[start]

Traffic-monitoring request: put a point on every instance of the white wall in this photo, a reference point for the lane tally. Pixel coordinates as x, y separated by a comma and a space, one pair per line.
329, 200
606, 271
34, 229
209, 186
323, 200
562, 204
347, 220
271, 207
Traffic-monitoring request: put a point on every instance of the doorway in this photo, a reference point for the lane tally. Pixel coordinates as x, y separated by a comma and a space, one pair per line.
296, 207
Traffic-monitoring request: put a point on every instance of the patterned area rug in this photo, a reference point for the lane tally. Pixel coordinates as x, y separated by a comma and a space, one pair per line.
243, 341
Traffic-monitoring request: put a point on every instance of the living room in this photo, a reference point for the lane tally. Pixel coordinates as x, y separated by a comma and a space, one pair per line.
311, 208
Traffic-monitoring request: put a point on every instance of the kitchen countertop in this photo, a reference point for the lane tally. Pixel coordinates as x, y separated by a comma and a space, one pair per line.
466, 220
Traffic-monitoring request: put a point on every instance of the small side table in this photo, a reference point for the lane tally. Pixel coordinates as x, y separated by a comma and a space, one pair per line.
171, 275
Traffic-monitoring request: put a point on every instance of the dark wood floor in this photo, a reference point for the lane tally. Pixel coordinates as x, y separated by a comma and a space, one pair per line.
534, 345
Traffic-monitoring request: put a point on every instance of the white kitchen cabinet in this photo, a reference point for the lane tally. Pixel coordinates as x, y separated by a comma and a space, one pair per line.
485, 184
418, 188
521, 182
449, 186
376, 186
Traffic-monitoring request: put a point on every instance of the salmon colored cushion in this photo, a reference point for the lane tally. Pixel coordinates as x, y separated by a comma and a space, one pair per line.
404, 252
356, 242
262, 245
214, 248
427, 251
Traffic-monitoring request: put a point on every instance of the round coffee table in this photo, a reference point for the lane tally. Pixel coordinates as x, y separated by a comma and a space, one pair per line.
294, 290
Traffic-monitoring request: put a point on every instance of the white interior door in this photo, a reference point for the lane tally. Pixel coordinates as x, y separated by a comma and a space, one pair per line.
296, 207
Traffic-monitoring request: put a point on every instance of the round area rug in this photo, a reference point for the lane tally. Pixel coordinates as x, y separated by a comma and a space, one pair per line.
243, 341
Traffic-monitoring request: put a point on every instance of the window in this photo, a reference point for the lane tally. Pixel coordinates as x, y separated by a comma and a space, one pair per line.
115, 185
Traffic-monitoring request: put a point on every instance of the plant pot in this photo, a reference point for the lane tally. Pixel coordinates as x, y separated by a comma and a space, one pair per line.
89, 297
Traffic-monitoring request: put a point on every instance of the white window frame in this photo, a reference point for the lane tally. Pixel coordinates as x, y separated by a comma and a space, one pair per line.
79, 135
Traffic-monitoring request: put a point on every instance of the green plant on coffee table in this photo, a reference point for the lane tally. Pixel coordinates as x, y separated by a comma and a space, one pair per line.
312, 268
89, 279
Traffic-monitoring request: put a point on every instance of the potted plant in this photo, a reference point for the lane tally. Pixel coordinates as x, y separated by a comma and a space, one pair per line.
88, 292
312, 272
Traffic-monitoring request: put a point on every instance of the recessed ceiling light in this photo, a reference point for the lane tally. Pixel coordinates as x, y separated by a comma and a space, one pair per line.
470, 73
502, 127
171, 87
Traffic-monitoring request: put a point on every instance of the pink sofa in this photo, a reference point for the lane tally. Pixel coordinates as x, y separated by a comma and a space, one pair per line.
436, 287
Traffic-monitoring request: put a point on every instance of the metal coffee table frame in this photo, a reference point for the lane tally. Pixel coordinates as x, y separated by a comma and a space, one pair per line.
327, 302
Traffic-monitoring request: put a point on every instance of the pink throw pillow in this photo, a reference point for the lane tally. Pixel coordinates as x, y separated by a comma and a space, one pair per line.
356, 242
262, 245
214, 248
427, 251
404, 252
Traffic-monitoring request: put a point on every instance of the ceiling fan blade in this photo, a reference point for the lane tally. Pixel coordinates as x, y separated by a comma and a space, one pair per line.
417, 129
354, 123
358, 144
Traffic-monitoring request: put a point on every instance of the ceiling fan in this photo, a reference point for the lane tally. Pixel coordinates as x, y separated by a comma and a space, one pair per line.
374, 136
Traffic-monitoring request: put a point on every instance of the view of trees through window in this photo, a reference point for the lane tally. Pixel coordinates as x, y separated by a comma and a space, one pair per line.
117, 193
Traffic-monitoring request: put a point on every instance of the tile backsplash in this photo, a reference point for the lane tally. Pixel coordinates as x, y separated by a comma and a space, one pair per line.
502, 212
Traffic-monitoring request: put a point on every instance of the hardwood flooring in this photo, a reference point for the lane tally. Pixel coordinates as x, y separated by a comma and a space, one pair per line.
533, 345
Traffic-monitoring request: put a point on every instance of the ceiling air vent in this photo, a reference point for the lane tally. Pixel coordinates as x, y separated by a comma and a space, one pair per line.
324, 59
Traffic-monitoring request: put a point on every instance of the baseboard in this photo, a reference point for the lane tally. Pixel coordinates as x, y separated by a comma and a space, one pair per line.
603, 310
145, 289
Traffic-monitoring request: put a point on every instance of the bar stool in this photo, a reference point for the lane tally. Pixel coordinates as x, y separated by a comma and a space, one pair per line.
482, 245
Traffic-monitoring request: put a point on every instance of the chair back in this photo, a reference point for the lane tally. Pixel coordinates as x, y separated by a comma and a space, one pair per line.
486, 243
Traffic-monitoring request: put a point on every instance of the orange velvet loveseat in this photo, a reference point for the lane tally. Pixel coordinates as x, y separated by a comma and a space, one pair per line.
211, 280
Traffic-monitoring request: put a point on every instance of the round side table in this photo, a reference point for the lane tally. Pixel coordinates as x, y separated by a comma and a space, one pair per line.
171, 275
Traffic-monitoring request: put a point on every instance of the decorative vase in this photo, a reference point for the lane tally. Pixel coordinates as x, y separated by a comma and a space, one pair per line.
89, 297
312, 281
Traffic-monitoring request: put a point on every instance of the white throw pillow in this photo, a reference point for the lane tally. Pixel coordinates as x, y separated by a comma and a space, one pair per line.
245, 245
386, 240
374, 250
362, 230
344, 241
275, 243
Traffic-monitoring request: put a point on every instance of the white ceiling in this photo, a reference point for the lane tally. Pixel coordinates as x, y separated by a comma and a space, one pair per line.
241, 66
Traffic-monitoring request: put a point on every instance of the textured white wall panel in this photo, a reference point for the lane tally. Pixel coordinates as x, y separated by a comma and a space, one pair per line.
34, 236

[end]

**Aim:**
Return the entries in full, keeping every line exactly as it is.

**Output for this exercise:**
Traffic-monitoring request: put a point on every instance of the white wall in this photo, a reference point for the lane tally. Pixel coordinates as x, y separated by a comma and a space, one pair per line.
329, 200
606, 271
34, 229
209, 186
323, 200
562, 204
347, 220
271, 207
Traffic-monitoring request: put a point on every instance of the doorway in this photo, a reference point for the lane tally. Pixel coordinates as x, y separated by a comma and a space, one pair per line.
296, 207
Traffic-monitoring request: put a point on every instance of the patterned area rug in this photo, a reference point for the lane tally. Pixel coordinates as x, y separated by a comma and a space, one pair per line.
243, 341
Traffic-monitoring request: put a point on every instance of the living room in this photo, a reference point for the lane tally. Pixel coordinates as x, y separated by a comma and a space, one pair per line.
311, 208
Traffic-monitoring request: put a point on every instance of the kitchen countertop in this photo, a reference point for the lane tally. Pixel coordinates as x, y separated by a comma and a space, one pair per line.
466, 220
Traffic-monitoring request: put a point on every instance of the small side table in this photo, a reference point for the lane tally. Pixel coordinates as x, y separated by a comma and a space, one pair per line.
171, 275
Traffic-monitoring request: put a point on every instance of the dark wood floor in this photo, a reference point for the lane tally. Pixel coordinates as x, y separated by a comma and a space, one pair per line.
534, 345
Traffic-monitoring request: put a point on every instance of the white kitchen cabinet in this photo, a reference point for the lane tally. Pixel coordinates as x, y separated by a comma and a space, one pair per line.
485, 184
418, 188
521, 182
449, 186
376, 186
Traffic-monitoring request: put a point on every instance of the salmon colored cushion in this photo, a reference point for the lane tally. Pixel coordinates as x, y separated by a comma and a space, one pair per line.
404, 252
356, 242
262, 245
214, 248
427, 251
Traffic-monitoring request: put a point on every instance of the round coffee table in this photo, a reference point for the lane tally. Pixel coordinates as x, y separated by a comma and a space, one pair per line.
294, 290
Traffic-monitoring request: put a point on every instance of the white interior door in this photo, a reference point for the lane tally. Pixel coordinates as x, y separated by a comma and a space, one pair per line.
296, 207
Traffic-monitoring request: put a point on every instance of the round area rug in this photo, a reference point for the lane tally. Pixel coordinates as x, y separated by a comma and a space, one pair per line.
243, 341
Traffic-monitoring request: put a point on every instance of the window in this photo, a reference point for the lane tally. Pixel coordinates as x, y separated by a comma and a space, one pair per line.
115, 185
Traffic-monitoring request: put a point on every instance of the plant pot in this photo, a reference point for the lane tally. Pixel coordinates as x, y separated by a comma and a space, one pair per line.
89, 297
Traffic-monitoring request: put a point on every instance of the white window frame in this photo, a reference point for the lane tally. Pixel coordinates as x, y separated by a comma and a space, one pair per line.
79, 135
Traffic-monitoring request: put a point on every instance of the green plant on coffee table in this photo, a reference point for the lane tally. Pixel coordinates as x, y separated by a comma and a space, one pair per line.
312, 268
89, 279
Traffic-monitoring request: put a point on every instance of the potted plant in this photo, a reference point for the lane tally. Pixel coordinates as x, y separated by a comma and a space, one pair per line.
88, 292
312, 272
Traffic-monitoring request: put a point on every instance of the recessed ceiling light in this photo, a reference point for the lane tally. Pixel coordinates as x, y separated by a comma and a space, one pair per line.
470, 73
502, 127
171, 87
Traffic-monitoring request: put a point on every instance of the pink sofa in this photo, a reference point for the lane tally. Pixel coordinates as x, y separated by a comma and a space, one pair per line.
436, 287
Traffic-monitoring request: put a point on every instance of the metal coffee table frame in this photo, a reference point for the lane tally. Pixel coordinates as x, y separated by a comma and a space, one pair per line.
327, 302
Traffic-monitoring request: put a point on every instance of the pink throw pillow in this photo, a reference point for the lane tally. Pixel coordinates as x, y separated by a comma and a space, one pair per line.
356, 242
262, 245
214, 248
427, 251
404, 252
Traffic-monitoring request: put a point on every instance of the ceiling fan blade in this photo, a reference point for the lane tally. Pixel coordinates as x, y separated by a comma and a space, one pair per line.
417, 129
354, 123
358, 144
Traffic-monitoring request: put a point on every instance of the ceiling fan in this photo, a reference point for the lane tally. Pixel coordinates as x, y separated by a comma and a space, one pair per line.
374, 136
Traffic-monitoring request: put a point on every instance of the view of trees through window in this photo, a reference point for the lane tally. Pixel coordinates as x, y separated by a comma and a space, one pair per line.
117, 193
Traffic-monitoring request: put a point on every instance of the tile backsplash in this photo, a reference point for the lane tally. Pixel coordinates as x, y separated by a comma and a space, one pair per line.
502, 212
Traffic-monitoring request: put a point on every instance of the hardwood flooring in this photo, a reference point for the lane tally. Pixel coordinates as x, y separated by a comma and a space, one pair per line.
533, 345
Traffic-monitoring request: put a point on every instance of the ceiling air vent in this photo, a reference point for the lane tally. Pixel coordinates as x, y separated by a comma and a space, one pair per line.
324, 59
Traffic-monitoring request: put a point on every instance of the baseboard in this photo, a reference point for the lane tally. Pixel coordinates as x, y separated by a comma and a space, one pair per line.
603, 310
145, 289
Traffic-monitoring request: put a point on every instance of the bar stool in this photo, a reference point for the lane tally. Pixel coordinates as x, y separated by a comma and a space, one pair per line.
482, 245
Traffic-monitoring request: put a point on every instance of the chair back in this photo, a reference point for the lane tally. Pixel coordinates as x, y separated by a comma and a space, one pair per line.
486, 243
Traffic-monitoring request: put a point on every instance of the orange velvet loveseat in this photo, a reference point for the lane tally. Pixel coordinates as x, y separated by a comma and a space, one pair per line.
211, 280
Traffic-monitoring request: put a point on every instance of the round side table in this photo, a reference point for the lane tally. Pixel coordinates as x, y separated by a comma and a space, one pair per line.
171, 275
Traffic-monitoring request: put a point on every instance of the decorative vase in this photo, a reference point for the lane tally. Pixel coordinates as x, y separated by a comma and a space, one pair per line.
89, 297
312, 281
Traffic-monitoring request: put a point on every instance of the white throw pillow in this photo, a reference point for the lane tally. Pixel coordinates as x, y separated by a comma and a space, one pair per line.
245, 245
386, 240
374, 250
362, 230
344, 241
275, 243
Traffic-monitoring request: put a point on every instance of the white ceiling in this photo, a reference point for the lane tally. Pixel coordinates as x, y separated by a comma and a space, one pair per line.
241, 66
Traffic-monitoring request: put a point on every instance of the textured white wall panel in this photo, a reference point for the lane tally. Pixel coordinates as x, y separated by a comma and a space, one pair per line.
34, 236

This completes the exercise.